**Texto de origem:**

As Comédias do Minho levaram a Carrinha Velha até ao palácio de Belém

A Carrinha Velha, de Tânia Almeida.

Depois de meses a criar para o ‘digital’, os atores das Comédias do Minho interromperam o seu jejum de palco com uma atuação para Marcelo Rebelo de Sousa. A convite da Presidência da República, e no âmbito das comemorações do Dia Mundial do Teatro, Luís Filipe Silva e Joana Magalhães apresentaram A Carrinha Velha, de Tânia Almeida.

A Carrinha Velha ganhou um corpo e revelou ao Presidente o que observou ao longo de anos nas estradas minhotas, ao serviço desta companhia de teatro itinerante. É esta Fiat que faz de carro de som e anuncia os espetáculos pelas aldeias. É nela que se transportam cenários e figurinos, por montanhas e vales, para chegar às aldeias mais isoladas do território. Pelo caminho, acontecem romances e desavenças. No fim do dia, muitas vezes são os seus faróis que permitem a desmontagem do espetáculo, “embora agora já não haja espetáculos há muito tempo”, acrescentou Luís Filipe Silva. 

A proposta, levada ao palco do Jardim da Cascata do Palácio de Belém no passado dia 27 de março, partiu de um episódio do podcast ficcional “A Tua Mesa Odeia-te”.  Criado durante o atual confinamento para a Rádio Comédias e integrado na programação digital ‘Comédias Takeaway’, o podcast consiste em entrevistas a objetos inanimados que fazem parte da história das Comédias do Minho. Em início de desconfinamento, adapta-se o ’digital’ ao ‘presencial’. 

Quando parecia que o espetáculo tinha acabado, os atores colocaram uma coluna de som em palco, porque ela “pediu para falar”: Estes têm sido tempos muito difíceis para as atuações ao vivo. Muitos artistas e técnicos, meus queridos, têm lutado pela sua profissão, já de si carregada de insegurança. (...) A bela cultura do teatro viverá enquanto eles ficarem aqui. (...) E como coluna que já tem saudades de ser usada, só me resta dizer: Mal posso esperar!

**Dados do exercício:**
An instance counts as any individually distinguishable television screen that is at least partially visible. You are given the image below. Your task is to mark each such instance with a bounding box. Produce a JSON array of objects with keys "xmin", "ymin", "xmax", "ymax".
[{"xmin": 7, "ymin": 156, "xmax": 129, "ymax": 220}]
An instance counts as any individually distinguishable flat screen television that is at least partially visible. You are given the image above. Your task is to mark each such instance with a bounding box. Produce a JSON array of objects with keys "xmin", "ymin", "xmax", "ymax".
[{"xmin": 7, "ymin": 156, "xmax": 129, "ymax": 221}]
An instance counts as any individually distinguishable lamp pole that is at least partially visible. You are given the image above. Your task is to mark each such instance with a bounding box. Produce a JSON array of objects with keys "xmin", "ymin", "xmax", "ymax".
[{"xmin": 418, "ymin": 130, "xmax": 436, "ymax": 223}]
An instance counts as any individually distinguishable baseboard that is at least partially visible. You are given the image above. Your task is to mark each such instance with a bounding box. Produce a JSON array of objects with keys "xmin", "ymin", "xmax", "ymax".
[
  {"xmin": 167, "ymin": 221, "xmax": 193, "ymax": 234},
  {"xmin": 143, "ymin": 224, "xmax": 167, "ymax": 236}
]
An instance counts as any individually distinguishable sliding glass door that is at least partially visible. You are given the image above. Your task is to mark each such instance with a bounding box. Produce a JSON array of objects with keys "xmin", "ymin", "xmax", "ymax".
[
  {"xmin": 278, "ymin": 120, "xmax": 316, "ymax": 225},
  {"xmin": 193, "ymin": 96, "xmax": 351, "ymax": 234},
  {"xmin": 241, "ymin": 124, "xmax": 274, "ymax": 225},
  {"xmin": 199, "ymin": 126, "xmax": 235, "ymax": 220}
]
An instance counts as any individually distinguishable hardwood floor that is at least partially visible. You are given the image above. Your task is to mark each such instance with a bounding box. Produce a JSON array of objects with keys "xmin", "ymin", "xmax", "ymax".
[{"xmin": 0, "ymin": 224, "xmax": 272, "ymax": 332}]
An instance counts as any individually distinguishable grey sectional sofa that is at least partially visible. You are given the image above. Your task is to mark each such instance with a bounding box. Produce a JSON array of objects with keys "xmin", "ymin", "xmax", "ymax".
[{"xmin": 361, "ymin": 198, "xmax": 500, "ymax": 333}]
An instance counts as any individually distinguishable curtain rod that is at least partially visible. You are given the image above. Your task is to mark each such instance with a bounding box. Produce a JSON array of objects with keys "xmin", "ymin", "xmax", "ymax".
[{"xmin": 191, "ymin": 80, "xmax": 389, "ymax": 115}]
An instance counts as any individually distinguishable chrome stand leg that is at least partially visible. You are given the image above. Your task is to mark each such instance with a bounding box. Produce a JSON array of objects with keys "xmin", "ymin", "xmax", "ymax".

**Tarefas do exercício:**
1. No texto sobre as Comédias do Minho, que atores apresentaram A Carrinha Velha?
2. Devolva, sem alterações, tudo o que vai de "Quando parecia que" até "dizer: Mal posso esperar!" no texto sobre as Comédias do Minho.
3. Enumere todas as pessoas mencionadas pelo nome no texto sobre as Comédias do Minho.
As linhas não são necessárias para nada disto.

**Respostas:**
1. Luís Filipe Silva e Joana Magalhães.

2.
Quando parecia que o espetáculo tinha acabado, os atores colocaram uma coluna de som em palco, porque ela “pediu para falar”: Estes têm sido tempos muito difíceis para as atuações ao vivo. Muitos artistas e técnicos, meus queridos, têm lutado pela sua profissão, já de si carregada de insegurança. (...) A bela cultura do teatro viverá enquanto eles ficarem aqui. (...) E como coluna que já tem saudades de ser usada, só me resta dizer: Mal posso esperar!

3.
Tânia Almeida
Marcelo Rebelo de Sousa
Luís Filipe Silva
Joana Magalhães